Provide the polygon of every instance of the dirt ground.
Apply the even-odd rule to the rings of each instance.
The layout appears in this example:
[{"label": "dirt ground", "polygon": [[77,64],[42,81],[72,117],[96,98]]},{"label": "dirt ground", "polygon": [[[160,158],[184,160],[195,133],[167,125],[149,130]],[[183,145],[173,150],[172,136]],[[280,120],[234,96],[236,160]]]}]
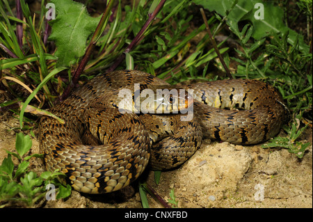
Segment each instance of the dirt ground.
[{"label": "dirt ground", "polygon": [[[18,120],[8,112],[0,114],[0,162],[6,150],[15,149]],[[37,131],[34,129],[36,134]],[[312,143],[312,129],[303,136]],[[38,153],[33,138],[32,152]],[[41,160],[32,160],[33,171],[44,171]],[[298,159],[287,150],[262,149],[204,141],[202,148],[183,166],[163,172],[159,184],[154,173],[147,180],[164,200],[174,188],[179,207],[312,207],[312,146]],[[162,207],[148,195],[150,207]],[[72,191],[62,200],[42,201],[38,207],[142,207],[138,184],[105,195],[81,195]]]}]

WHAT THE TASK REQUIRES:
Copy the records above word for word, leaving out the pictures.

WRITTEN RESPONSE:
Provide the polygon of every instance of the dirt ground.
Apply the even-odd rule to the rings of each instance.
The layout appears in this example:
[{"label": "dirt ground", "polygon": [[77,64],[42,81],[72,117],[96,98]]},{"label": "dirt ground", "polygon": [[[160,158],[184,160],[195,133],[167,125],[149,130]],[[183,145],[173,150],[172,136]],[[280,120],[234,96],[236,160]]]}]
Segment each instance of the dirt ground.
[{"label": "dirt ground", "polygon": [[[18,120],[8,112],[0,114],[0,162],[6,150],[15,149]],[[37,131],[34,129],[36,134]],[[312,143],[312,129],[303,136]],[[38,153],[33,138],[32,152]],[[41,160],[32,160],[33,171],[44,171]],[[298,159],[287,150],[262,149],[204,141],[202,148],[183,166],[163,172],[159,184],[154,173],[147,180],[164,200],[174,188],[179,207],[312,207],[312,146]],[[162,207],[148,195],[150,207]],[[72,191],[62,200],[42,201],[38,207],[142,207],[138,184],[105,195],[81,195]]]}]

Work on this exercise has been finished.